Notre République a failli. Elle doit reconnaître ses responsabilités dans les préjudices subis par les territoires de Guadeloupe et de Martinique du fait du maintien sur le marché des produits à base de chlordécone. Ne laissons pas la minorité présidentielle vider cette proposition de loi de son contenu. Dès 1976, la justice américaine reconnaissait les dangers du chlordécone, qui est alors interdit. En 1979, l'OMS qualifie le chlordécone de cancérigène possible. C'est à son principe fondamental d'unité et d'indivisibilité que notre République a manqué quand, en 1990, elle a interdit l'utilisation de ces produits en métropole tout en l'autorisant par voie dérogatoire sur les territoires de Guadeloupe et de Martinique, contribuant ainsi à créer deux régimes de droit différents. Notre République n'a donc pas seulement failli à protéger ses citoyennes et ses citoyens des effets de ce pesticide toxique : elle les a différenciés selon qu'ils habitaient en métropole ou aux Antilles.
Le constat est sans appel : la quasi-totalité des Antillais, 92 % en Martinique et 95 % en Guadeloupe, ont été contaminés. Pendant des décennies, ce produit toxique a pénétré les nappes phréatiques, les rivières, les mers, les poissons, les cheptels, les fruits et les légumes. Cette contamination affecte le biotope et la santé des individus : elle accroît le risque de cancer de la prostate, d'accouchement prématuré, perturbe le système hormonal et le développement de l'enfant.

[Enregistrements conservés]
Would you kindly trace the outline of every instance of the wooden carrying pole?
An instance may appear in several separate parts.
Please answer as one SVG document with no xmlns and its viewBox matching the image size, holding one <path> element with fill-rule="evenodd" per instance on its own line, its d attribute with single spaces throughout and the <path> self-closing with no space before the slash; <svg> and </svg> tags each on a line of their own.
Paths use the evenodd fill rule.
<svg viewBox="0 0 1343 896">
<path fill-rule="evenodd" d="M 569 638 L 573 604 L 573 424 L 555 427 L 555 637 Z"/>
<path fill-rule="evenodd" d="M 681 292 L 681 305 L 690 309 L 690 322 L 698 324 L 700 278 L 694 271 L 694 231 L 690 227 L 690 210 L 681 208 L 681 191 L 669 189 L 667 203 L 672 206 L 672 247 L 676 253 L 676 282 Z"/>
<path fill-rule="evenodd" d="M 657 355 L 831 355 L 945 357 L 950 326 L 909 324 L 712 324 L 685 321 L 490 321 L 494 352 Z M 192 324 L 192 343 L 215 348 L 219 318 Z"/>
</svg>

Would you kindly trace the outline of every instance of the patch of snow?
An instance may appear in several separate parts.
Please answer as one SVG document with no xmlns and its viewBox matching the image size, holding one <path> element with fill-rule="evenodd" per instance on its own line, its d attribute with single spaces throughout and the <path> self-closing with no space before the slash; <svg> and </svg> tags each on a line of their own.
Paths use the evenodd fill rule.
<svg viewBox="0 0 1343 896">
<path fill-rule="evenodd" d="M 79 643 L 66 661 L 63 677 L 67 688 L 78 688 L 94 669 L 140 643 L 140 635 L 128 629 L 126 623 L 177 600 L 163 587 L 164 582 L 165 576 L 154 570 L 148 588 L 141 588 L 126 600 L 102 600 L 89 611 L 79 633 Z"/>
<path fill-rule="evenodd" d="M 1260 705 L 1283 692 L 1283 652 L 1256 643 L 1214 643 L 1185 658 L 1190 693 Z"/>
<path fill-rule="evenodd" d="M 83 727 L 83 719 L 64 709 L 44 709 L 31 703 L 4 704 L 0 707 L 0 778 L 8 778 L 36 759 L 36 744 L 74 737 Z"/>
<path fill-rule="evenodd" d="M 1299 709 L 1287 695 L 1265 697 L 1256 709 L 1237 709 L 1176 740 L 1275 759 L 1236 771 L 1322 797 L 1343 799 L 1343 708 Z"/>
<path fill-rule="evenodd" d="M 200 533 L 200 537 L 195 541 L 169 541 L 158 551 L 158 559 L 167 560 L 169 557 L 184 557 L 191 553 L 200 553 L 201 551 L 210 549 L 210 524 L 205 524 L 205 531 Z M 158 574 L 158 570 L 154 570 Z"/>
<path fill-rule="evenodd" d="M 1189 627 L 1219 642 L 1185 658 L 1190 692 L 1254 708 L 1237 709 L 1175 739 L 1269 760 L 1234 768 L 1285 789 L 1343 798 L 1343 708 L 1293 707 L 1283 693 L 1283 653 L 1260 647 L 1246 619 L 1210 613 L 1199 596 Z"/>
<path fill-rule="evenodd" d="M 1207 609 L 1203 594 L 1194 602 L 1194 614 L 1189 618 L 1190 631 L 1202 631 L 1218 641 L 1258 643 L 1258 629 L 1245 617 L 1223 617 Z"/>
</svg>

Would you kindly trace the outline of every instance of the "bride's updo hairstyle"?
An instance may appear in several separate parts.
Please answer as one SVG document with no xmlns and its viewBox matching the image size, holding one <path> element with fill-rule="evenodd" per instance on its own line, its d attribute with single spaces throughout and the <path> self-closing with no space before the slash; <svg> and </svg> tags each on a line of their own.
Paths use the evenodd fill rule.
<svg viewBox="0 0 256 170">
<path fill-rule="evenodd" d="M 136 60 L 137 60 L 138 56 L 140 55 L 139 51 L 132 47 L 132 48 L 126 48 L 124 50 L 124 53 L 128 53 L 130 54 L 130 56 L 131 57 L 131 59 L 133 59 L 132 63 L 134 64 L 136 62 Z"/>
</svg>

Tâche:
Répondez à ces questions d'après l'extrait sur le chlordécone.
1. En quelle année l'OMS a-t-elle qualifié le chlordécone de cancérigène possible ?
2. En quelle année l'utilisation de ces produits a-t-elle été interdite en métropole ?
3. Quelle proportion des habitants de la Guadeloupe a été contaminée ?
Servez-vous uniquement de l'extrait sur le chlordécone.

Résultat obtenu:
1. En 1979.
2. En 1990.
3. 95 %.